● Short exercise
Lines from the one containing "The component shall identify every instance of the metal gate" through the last line of the data are to be repeated word for word, both ends included.

● The input
____
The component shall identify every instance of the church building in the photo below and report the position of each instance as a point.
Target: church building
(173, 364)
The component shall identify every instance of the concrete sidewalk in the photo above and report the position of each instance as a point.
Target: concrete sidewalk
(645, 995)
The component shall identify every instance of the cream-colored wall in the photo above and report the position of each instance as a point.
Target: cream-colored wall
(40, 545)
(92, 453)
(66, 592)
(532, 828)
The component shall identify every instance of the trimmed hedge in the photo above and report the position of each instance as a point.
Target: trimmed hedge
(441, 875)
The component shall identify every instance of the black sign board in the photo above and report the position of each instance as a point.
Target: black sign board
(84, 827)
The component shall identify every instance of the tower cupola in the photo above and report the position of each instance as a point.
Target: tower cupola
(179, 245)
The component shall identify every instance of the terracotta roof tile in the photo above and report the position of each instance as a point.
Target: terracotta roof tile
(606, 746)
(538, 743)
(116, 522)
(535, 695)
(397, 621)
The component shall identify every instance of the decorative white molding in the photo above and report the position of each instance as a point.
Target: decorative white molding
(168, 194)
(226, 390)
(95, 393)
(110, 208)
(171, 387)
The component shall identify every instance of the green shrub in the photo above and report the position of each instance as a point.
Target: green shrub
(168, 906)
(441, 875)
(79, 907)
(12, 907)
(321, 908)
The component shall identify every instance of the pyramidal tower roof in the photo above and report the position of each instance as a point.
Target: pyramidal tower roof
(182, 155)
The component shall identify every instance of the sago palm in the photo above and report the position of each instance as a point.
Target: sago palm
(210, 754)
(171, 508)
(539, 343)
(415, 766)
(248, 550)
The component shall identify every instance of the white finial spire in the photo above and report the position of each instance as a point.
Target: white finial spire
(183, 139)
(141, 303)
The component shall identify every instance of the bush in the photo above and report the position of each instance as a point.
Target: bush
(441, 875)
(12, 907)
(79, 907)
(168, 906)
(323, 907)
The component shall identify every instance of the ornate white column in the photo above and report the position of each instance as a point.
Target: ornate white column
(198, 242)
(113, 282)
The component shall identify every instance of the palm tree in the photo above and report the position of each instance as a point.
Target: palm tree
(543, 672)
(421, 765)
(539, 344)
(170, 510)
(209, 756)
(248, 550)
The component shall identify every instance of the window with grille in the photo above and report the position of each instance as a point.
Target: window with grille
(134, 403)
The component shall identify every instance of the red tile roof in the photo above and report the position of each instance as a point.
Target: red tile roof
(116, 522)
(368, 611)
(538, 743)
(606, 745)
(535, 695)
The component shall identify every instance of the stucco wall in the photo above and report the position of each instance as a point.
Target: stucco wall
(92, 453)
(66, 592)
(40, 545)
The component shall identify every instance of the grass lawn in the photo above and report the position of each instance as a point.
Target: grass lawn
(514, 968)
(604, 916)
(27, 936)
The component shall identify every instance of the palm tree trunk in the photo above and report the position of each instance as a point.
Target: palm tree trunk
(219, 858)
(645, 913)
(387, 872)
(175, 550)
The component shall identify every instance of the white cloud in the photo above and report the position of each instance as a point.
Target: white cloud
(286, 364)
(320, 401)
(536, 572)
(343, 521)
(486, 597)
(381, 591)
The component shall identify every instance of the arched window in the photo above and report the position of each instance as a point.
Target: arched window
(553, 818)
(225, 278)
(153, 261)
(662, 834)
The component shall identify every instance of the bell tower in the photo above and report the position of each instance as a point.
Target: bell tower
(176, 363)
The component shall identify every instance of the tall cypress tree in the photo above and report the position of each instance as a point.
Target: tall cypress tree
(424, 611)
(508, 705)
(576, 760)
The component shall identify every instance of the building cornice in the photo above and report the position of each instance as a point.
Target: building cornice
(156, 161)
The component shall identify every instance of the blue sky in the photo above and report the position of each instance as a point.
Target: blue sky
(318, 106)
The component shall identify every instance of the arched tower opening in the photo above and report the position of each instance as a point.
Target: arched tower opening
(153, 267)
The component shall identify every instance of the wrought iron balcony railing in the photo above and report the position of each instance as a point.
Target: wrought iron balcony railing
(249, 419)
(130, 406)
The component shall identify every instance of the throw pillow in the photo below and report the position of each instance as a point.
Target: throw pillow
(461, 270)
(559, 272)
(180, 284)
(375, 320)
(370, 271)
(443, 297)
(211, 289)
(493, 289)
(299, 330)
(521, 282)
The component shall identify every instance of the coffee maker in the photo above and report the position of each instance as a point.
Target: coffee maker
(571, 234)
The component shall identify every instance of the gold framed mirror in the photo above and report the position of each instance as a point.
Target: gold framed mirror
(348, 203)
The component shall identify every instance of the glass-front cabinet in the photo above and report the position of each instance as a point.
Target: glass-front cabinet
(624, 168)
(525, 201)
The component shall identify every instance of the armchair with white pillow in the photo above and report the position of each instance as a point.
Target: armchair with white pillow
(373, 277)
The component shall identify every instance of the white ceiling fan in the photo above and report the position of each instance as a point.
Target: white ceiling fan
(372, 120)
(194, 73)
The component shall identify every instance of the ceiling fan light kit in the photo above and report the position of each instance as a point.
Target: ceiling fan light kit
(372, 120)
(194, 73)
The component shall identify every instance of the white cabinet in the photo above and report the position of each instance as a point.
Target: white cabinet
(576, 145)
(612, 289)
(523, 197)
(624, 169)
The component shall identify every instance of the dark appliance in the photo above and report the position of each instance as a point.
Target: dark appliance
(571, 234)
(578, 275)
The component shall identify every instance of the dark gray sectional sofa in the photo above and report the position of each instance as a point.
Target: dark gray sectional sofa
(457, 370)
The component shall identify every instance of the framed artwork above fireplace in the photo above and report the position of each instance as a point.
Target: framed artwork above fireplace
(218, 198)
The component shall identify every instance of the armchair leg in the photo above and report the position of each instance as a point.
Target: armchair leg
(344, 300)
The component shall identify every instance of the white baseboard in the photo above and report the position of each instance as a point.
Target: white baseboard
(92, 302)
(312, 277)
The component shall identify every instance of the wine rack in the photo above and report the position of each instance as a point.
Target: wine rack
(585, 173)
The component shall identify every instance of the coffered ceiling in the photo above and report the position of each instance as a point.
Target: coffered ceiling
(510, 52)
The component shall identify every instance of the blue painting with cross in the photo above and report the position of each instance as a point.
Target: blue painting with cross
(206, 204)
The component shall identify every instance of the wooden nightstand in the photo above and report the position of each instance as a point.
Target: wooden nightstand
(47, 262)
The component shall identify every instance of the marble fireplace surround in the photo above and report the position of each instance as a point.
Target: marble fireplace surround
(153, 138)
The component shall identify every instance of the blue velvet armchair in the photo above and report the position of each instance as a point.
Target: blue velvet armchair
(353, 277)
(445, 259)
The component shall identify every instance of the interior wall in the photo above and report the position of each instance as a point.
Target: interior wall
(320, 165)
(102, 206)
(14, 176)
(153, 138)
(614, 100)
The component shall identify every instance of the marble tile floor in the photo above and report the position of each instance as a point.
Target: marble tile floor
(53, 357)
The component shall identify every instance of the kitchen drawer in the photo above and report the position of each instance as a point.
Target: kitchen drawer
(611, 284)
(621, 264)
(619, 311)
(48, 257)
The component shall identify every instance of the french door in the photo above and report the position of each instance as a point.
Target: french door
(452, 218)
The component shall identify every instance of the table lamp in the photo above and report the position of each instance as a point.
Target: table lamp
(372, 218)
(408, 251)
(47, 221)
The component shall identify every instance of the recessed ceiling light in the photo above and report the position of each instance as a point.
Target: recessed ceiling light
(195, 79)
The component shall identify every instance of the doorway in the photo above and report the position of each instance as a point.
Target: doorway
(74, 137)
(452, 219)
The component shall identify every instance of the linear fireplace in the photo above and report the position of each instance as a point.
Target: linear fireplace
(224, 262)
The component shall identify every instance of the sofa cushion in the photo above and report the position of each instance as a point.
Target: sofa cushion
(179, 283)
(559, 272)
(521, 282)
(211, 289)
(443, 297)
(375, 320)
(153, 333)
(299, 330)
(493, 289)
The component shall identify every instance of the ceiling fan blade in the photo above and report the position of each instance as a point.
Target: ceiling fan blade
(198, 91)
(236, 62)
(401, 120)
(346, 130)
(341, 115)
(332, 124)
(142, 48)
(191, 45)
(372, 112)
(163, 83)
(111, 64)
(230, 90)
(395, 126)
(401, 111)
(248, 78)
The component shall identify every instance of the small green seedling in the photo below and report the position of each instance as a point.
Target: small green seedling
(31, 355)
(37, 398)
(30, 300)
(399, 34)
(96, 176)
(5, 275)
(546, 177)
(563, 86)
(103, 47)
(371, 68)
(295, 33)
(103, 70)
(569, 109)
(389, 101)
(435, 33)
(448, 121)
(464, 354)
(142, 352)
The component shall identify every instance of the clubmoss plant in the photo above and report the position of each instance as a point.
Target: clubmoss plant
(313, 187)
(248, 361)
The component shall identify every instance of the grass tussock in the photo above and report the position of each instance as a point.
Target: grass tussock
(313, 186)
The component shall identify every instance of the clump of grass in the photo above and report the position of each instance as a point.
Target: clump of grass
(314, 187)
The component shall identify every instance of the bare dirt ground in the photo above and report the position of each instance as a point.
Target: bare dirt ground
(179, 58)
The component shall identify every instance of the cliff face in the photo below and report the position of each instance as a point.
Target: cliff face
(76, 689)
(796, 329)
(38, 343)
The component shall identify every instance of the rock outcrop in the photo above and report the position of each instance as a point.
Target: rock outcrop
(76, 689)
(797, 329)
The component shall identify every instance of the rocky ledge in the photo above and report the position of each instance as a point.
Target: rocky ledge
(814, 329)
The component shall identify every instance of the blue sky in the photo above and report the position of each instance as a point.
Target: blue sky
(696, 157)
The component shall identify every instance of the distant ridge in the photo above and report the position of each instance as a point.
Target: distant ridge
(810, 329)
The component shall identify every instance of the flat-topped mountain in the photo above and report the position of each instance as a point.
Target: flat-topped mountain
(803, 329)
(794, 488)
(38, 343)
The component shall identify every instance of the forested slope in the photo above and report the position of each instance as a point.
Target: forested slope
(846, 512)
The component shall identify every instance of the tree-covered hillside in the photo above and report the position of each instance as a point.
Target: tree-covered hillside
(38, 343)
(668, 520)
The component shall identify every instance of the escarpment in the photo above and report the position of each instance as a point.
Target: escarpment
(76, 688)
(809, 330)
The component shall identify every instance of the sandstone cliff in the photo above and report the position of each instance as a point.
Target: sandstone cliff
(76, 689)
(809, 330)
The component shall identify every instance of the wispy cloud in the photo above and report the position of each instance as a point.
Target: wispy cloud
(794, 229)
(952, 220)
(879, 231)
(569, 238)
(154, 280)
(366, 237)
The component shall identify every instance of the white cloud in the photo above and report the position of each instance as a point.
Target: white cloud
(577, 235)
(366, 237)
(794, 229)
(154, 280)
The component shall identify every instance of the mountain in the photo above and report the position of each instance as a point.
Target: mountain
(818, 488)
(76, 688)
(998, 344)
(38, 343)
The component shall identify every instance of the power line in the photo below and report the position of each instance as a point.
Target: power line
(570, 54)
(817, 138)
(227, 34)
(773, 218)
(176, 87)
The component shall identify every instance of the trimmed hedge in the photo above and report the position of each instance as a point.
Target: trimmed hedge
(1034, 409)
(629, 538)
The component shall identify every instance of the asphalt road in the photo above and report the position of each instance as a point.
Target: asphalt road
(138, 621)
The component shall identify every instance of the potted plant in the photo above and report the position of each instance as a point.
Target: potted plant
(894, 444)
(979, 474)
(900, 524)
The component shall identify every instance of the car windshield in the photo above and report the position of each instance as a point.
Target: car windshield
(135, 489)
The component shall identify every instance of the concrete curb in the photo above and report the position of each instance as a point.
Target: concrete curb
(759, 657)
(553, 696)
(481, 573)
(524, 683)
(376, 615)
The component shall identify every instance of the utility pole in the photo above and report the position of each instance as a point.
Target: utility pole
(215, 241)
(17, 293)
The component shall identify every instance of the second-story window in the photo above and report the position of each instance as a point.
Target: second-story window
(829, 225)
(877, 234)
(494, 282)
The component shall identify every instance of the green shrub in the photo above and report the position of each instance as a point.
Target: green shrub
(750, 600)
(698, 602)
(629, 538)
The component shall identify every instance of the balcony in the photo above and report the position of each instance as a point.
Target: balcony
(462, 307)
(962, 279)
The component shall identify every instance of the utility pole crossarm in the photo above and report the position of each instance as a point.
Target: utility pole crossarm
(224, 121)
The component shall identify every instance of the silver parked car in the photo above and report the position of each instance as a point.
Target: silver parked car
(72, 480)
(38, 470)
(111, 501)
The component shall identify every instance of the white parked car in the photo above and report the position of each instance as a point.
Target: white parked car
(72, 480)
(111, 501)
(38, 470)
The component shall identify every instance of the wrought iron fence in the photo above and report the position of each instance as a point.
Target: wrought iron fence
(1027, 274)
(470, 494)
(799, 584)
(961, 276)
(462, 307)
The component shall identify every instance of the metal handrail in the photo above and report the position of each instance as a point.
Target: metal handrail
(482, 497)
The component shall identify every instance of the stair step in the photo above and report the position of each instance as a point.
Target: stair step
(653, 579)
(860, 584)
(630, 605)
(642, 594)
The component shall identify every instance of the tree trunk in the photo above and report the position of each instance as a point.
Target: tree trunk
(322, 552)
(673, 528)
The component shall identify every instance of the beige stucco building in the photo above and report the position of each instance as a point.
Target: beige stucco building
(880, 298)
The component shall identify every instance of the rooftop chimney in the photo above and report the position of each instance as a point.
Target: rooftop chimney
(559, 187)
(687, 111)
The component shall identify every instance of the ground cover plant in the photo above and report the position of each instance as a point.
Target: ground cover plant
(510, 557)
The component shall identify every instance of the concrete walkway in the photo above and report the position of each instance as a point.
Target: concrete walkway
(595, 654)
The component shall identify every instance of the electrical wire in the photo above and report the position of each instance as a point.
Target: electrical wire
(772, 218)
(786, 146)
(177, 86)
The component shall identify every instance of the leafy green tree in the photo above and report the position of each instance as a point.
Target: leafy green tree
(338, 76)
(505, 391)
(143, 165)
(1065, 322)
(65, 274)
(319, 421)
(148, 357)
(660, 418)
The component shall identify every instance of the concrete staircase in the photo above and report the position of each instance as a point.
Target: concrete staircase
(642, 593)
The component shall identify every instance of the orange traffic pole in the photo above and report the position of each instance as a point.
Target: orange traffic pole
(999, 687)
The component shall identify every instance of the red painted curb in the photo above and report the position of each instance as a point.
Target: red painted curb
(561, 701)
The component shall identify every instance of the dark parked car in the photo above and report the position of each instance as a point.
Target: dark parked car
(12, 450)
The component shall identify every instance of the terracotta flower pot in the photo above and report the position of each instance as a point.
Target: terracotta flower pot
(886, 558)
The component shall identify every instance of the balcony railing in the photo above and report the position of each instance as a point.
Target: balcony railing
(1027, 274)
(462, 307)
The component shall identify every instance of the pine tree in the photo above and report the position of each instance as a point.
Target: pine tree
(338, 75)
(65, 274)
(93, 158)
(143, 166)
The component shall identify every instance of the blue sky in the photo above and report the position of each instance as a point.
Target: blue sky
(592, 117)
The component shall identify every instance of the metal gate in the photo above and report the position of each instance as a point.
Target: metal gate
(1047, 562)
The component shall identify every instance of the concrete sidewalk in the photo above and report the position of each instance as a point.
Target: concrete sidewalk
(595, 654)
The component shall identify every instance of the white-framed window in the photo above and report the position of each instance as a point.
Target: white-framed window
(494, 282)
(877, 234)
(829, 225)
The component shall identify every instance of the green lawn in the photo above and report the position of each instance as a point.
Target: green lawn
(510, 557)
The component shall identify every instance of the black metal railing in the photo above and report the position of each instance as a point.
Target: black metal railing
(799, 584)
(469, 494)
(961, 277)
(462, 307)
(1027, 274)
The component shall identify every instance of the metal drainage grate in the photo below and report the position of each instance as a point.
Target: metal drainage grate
____
● Answer for this exercise
The component shall identify every instance of the metal gate in the photo above and report the position of each instance as a point.
Target: metal gate
(1047, 562)
The component shall identify every instance of the concrete sidewalk in the photo above and report the position of each instance as a point.
Target: concrete sidewalk
(595, 654)
The component shall identify every instance of the white-framed window in the photo above and report the position of each instance as a point.
Target: white-framed window
(494, 282)
(877, 234)
(829, 225)
The component shall identify every instance of the green lawn in the photo above and report the position of each instance as a point.
Target: green lawn
(510, 557)
The component shall identify every instance of the black metal railing in the photo above and report the position of each instance as a point.
Target: black metal railing
(799, 584)
(469, 494)
(961, 277)
(462, 307)
(1027, 274)
The component shall identify every instance of the metal drainage grate in the photo below and report the position of each instance as a point.
Target: metal drainage grate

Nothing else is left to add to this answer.